● **What the task requires**: Every record below is to be repeated exactly, with the pictures left out.

● **Supplied entries**:
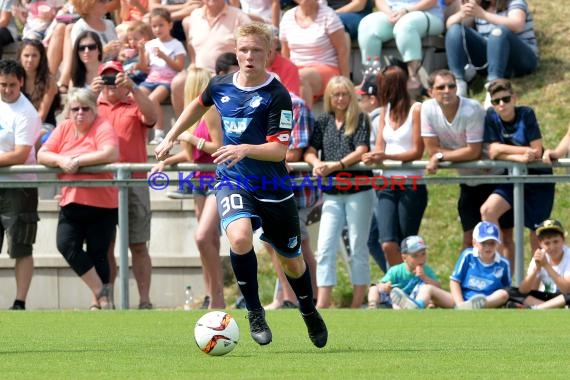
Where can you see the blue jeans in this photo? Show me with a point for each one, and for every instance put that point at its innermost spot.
(354, 210)
(506, 54)
(399, 212)
(352, 20)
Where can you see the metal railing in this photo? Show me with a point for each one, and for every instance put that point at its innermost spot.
(517, 176)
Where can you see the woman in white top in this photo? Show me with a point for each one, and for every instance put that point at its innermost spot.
(312, 37)
(400, 208)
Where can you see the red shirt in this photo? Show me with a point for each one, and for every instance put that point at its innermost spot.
(288, 73)
(126, 118)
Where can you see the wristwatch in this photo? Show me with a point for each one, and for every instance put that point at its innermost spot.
(439, 156)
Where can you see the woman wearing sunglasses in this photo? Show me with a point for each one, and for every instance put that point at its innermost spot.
(513, 134)
(87, 56)
(492, 35)
(88, 215)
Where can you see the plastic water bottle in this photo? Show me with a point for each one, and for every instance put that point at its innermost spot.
(376, 66)
(368, 67)
(188, 298)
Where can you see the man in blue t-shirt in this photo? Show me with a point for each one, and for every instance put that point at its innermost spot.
(513, 134)
(481, 270)
(252, 189)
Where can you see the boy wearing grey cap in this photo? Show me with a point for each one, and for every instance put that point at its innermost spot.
(404, 281)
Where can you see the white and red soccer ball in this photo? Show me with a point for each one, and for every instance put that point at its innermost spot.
(216, 333)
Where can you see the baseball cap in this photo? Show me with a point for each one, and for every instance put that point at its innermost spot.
(486, 231)
(111, 65)
(412, 244)
(550, 225)
(368, 87)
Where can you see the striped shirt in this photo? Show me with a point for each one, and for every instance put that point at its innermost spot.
(527, 35)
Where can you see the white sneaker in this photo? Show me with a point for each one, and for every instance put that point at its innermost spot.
(400, 298)
(156, 140)
(477, 302)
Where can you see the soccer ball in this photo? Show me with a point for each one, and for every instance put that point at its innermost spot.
(216, 333)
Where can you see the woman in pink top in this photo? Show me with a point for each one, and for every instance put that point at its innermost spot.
(312, 37)
(88, 215)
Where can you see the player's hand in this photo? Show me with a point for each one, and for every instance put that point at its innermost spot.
(539, 256)
(123, 80)
(162, 150)
(230, 154)
(323, 169)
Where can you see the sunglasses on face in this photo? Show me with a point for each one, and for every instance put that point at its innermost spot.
(442, 87)
(77, 109)
(89, 47)
(504, 99)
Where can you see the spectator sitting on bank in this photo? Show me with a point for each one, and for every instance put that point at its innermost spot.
(132, 114)
(403, 281)
(547, 283)
(496, 35)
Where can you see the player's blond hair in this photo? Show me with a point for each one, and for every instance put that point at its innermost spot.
(256, 29)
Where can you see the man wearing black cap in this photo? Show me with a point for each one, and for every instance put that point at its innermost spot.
(547, 283)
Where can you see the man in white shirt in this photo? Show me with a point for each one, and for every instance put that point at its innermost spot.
(452, 130)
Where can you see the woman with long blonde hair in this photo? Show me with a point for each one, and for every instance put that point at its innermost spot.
(342, 135)
(400, 209)
(198, 143)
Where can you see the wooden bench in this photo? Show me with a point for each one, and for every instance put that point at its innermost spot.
(434, 57)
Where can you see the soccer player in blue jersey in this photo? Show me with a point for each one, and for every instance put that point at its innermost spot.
(251, 193)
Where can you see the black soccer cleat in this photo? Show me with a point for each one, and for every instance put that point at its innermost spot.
(258, 328)
(316, 328)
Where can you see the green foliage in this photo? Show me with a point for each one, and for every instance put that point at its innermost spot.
(446, 344)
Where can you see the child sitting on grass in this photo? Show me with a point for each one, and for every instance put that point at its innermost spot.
(547, 283)
(480, 278)
(405, 278)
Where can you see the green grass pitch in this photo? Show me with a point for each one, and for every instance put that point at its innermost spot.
(363, 344)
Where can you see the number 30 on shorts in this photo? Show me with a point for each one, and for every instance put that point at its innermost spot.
(231, 202)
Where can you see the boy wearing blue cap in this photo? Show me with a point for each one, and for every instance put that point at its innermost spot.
(480, 278)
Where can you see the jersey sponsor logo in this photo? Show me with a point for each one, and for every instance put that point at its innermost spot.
(234, 126)
(478, 283)
(255, 101)
(286, 120)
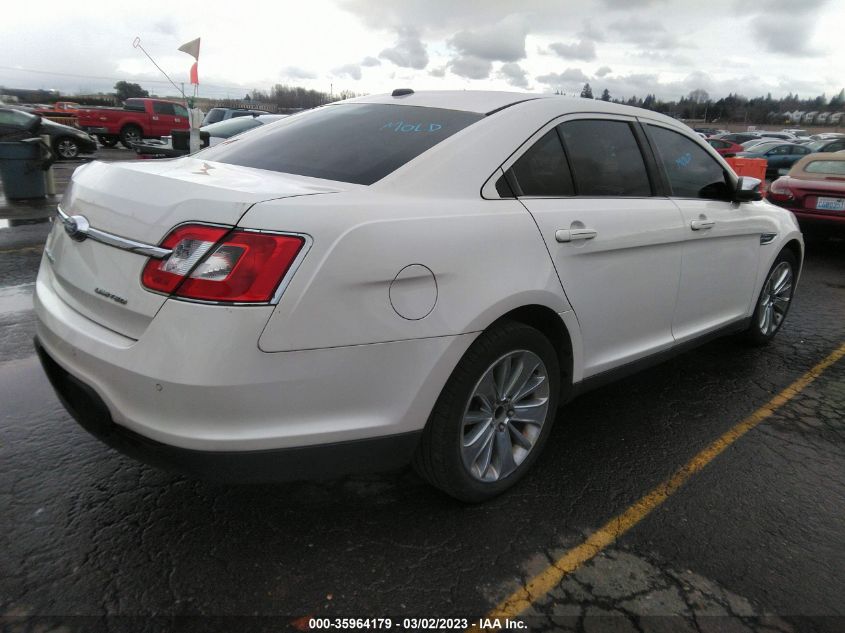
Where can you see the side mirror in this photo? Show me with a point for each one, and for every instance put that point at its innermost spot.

● **Answer box**:
Where can you see the blue jeans in this photo? Show me with a point for each one, and for every instance put that point at its innermost spot.
(354, 210)
(506, 54)
(399, 212)
(352, 20)
Where can you see the metal railing in this photo? Show me with a point for each one, and for every instance put that point at its innermost spot.
(517, 176)
Where can you see the woman in white top in this photo? Show me with a point for each one, and for every instance put that point at its innermost spot.
(312, 37)
(400, 208)
Where can you see the red shirt in this photo? Show me with a point for each one, and for every instance put that point at its innermost spot.
(288, 73)
(126, 118)
Where can you see the wristwatch in this photo? Show me with a point for each one, and for every instance put that point at its innermost spot.
(439, 156)
Where can you see the woman wearing sunglasses in this photo? Show me with a point for each one, and for every instance put that point at its innermost spot.
(513, 134)
(87, 56)
(492, 35)
(88, 215)
Where can you see the plastic water bottle in this photo? Show me with a point for each one, and for every instance put that point at its innermost spot.
(376, 66)
(368, 67)
(188, 298)
Where can you see the man in blue t-shirt in this photo? Show me with a point for each one, and for every instance put that point at its innermost spot.
(513, 134)
(481, 270)
(252, 189)
Where can you see the boy wearing grey cap in this photo? Show me with a point for each one, and for every instance put that point at its innermost spot.
(404, 281)
Where can you see the white and red soccer ball in this photo? Show me with a point for each one, and for every instance put that point at its innermost spot.
(216, 333)
Where can you see the baseball cap in this photo? Show me with a point for each one, and for every instance put that point at its innermost spot.
(486, 231)
(111, 65)
(412, 244)
(550, 225)
(368, 87)
Where can you see the striped shirt in this photo? Show me with a point for each one, and for every instance put that point at its innermost spot.
(527, 35)
Where can you see the white sneaker in this photo? Show me with a point for each one, and for every instance put that point at its innermost spot.
(400, 298)
(156, 140)
(477, 302)
Where can you see the soccer ball in this photo? Show me with a point for each one, and for every instance put that point at its innermost spot.
(216, 333)
Where can you see the woman in pink top in this photo? Show me with a point for each one, and for every instance put that point at its innermost spot.
(312, 37)
(88, 215)
Where can you see the player's hand in this photo? Show me with a point for each one, and for every instance put that point at its innermost spot.
(539, 256)
(123, 80)
(162, 150)
(230, 154)
(323, 169)
Where can you see the sunglasses on face in this photo? Show me with a point for each one, and for every instance put that point at its innermost spot.
(442, 87)
(77, 109)
(89, 47)
(504, 99)
Where can you see the spectator sitting on bank in this photo? Show me with a point for each one, and for every instance put that point at its innermost spot.
(132, 114)
(403, 281)
(547, 283)
(496, 35)
Where can you see the player's blond hair in this photo? Show me with a point for each one, and for every instance put that point at its innermost spot.
(256, 29)
Where can you see the man wearing black cap in this photo? Show me with a point for each one, and for every instance put that point at its innermost spot.
(547, 283)
Where can you see the man in white shirt in this photo? Show me with a point for each one, and for every instance put that point at its innermost spot.
(452, 130)
Where can you see the woman with long blonde hair in this photo? Show me with a point for each one, and for every instance put that point at its innermost spot.
(342, 135)
(400, 209)
(198, 143)
Where can you see the wooden bench in this photo? Show me with a point for each one, and for every instance put that point at its innermost spot.
(434, 57)
Where can you see the soccer player in blue jersey in this photo? Show me with a point for each one, and for every instance put that point at its innermost spot.
(251, 193)
Where can you see the black soccer cleat in this photo? Show me with a point for each one, and for every instance put that point at its innermost spot.
(258, 328)
(316, 328)
Where can you see the green foliage in this photo? Show me with a point for each one, and for every instance put that point at its innermost spot.
(446, 344)
Where can you see the child sitting on grass in this photo? Show me with a point for each one, and for every instance put that point at its innermost spot.
(547, 283)
(480, 278)
(405, 278)
Where can you see the green grass pitch in this photo? Show me with a point for each one, and for every instance put that point at its innermost spot.
(363, 344)
Where can you see the number 30 on shorts in this photo? Show me with a point for each one, and for every instance put that point at its innermost spot.
(231, 202)
Where can you see the boy wearing blue cap in this photo? Show me with a point for each one, and for every instance put that point at its innermost spot.
(480, 278)
Where can you see the jersey sponsor logo in this photo? Show me with a point for each one, and for every instance put that point at its innermost spot.
(234, 126)
(478, 283)
(255, 101)
(286, 120)
Where can you see the side mirror in this photo? Show me with a point for each one, and for every instance put that point at its innermost spot.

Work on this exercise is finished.